#### [PROBLEM]
Only one portion of the data is to be written out: from the line bearing "Query: eyebrow" through the line bearing "Query: cheek". Write it exactly as it appears.
===== PROVIDED INFORMATION
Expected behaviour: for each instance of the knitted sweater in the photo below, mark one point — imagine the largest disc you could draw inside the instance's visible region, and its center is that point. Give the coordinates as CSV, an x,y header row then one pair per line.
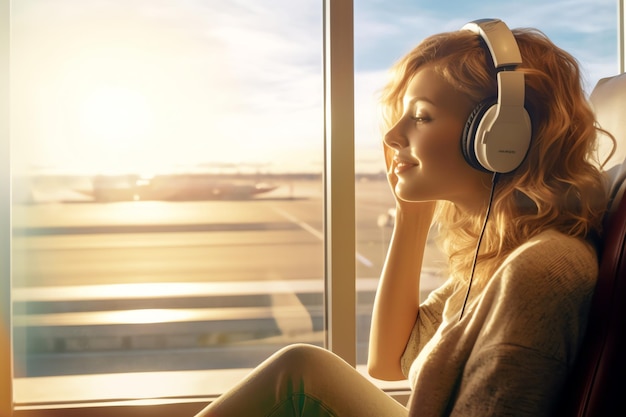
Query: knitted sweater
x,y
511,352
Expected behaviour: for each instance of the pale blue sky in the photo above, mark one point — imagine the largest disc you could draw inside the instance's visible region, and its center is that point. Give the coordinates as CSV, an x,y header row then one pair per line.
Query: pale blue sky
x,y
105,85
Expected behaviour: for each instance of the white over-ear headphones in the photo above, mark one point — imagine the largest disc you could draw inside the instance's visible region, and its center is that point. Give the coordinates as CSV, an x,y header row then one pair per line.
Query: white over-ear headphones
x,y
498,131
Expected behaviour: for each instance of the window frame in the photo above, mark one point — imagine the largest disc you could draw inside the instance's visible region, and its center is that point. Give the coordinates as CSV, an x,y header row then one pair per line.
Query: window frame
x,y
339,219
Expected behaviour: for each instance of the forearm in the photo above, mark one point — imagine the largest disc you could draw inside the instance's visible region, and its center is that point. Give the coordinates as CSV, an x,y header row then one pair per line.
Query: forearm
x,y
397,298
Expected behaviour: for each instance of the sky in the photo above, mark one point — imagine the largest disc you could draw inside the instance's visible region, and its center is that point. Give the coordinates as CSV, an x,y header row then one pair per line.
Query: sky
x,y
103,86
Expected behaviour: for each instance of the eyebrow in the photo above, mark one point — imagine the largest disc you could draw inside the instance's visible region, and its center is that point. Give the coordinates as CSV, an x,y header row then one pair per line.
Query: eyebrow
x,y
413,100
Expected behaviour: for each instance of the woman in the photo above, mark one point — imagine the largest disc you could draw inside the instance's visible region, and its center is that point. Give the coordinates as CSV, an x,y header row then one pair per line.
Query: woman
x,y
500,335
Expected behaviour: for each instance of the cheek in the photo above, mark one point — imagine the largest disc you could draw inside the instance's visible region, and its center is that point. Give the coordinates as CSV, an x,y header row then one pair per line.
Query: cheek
==========
===== PROVIDED INFORMATION
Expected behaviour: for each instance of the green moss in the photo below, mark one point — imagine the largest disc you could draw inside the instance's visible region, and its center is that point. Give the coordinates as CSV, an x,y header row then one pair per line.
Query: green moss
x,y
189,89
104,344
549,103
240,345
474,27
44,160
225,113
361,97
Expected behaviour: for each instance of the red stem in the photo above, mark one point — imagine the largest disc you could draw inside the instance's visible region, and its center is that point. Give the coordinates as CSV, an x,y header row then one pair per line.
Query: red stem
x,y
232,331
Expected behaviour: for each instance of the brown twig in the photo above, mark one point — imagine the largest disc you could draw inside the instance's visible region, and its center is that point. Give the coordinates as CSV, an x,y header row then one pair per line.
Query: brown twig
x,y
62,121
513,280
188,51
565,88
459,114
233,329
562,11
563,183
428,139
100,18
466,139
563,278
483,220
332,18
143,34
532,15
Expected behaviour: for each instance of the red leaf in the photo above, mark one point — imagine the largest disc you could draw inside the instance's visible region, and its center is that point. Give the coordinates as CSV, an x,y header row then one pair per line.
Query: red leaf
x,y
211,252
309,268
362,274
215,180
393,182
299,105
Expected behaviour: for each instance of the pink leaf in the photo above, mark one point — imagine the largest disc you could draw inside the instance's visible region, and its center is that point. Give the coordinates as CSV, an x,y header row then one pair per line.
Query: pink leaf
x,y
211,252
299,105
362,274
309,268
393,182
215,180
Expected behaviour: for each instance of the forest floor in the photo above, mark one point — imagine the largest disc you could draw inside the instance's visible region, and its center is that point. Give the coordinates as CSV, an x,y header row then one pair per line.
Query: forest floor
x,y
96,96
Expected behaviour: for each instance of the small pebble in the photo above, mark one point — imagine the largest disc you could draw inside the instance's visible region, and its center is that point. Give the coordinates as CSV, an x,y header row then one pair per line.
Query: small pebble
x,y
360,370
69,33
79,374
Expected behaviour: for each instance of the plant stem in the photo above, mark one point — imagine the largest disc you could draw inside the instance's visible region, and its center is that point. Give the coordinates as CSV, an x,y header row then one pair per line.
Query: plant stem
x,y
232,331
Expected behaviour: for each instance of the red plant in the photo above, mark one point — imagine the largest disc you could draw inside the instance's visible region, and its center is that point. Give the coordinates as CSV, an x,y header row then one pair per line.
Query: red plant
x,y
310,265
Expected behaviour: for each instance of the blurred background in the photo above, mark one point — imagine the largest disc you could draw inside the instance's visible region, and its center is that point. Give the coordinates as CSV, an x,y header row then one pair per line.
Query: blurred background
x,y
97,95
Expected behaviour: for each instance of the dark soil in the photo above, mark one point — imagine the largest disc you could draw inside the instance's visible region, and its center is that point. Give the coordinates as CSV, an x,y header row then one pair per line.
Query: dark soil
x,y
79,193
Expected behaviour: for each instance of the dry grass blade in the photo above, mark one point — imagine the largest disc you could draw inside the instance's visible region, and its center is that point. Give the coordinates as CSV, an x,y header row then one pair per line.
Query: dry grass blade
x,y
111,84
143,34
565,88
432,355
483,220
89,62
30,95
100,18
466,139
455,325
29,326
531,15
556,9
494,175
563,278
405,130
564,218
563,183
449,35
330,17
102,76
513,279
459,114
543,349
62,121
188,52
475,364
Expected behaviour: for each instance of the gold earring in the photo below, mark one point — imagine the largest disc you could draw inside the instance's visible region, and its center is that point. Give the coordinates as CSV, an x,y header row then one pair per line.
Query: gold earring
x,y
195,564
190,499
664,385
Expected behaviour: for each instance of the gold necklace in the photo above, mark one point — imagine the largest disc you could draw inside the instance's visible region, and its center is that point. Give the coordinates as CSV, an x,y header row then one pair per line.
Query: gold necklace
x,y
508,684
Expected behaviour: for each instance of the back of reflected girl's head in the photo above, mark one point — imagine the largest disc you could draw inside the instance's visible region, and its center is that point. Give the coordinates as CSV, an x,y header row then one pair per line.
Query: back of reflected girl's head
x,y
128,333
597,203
==========
#### [WRITTEN SOLUTION]
Query: eyebrow
x,y
413,100
Expected behaviour: for each instance of the woman in the photo above, mark one point — imagine the largest disc you could draw inside the instance's visible region, and its center is that point. Give the coordinates as CSV, an x,y header row then one pair per line.
Query: woman
x,y
500,335
Expected behaviour: for each instance of the cheek in the photo above, mark one point — imagine the largest disc you could draw inside the instance's visible region, and its center is that point. Give the coordinates as CSV, an x,y header row then one pair per line.
Query: cheek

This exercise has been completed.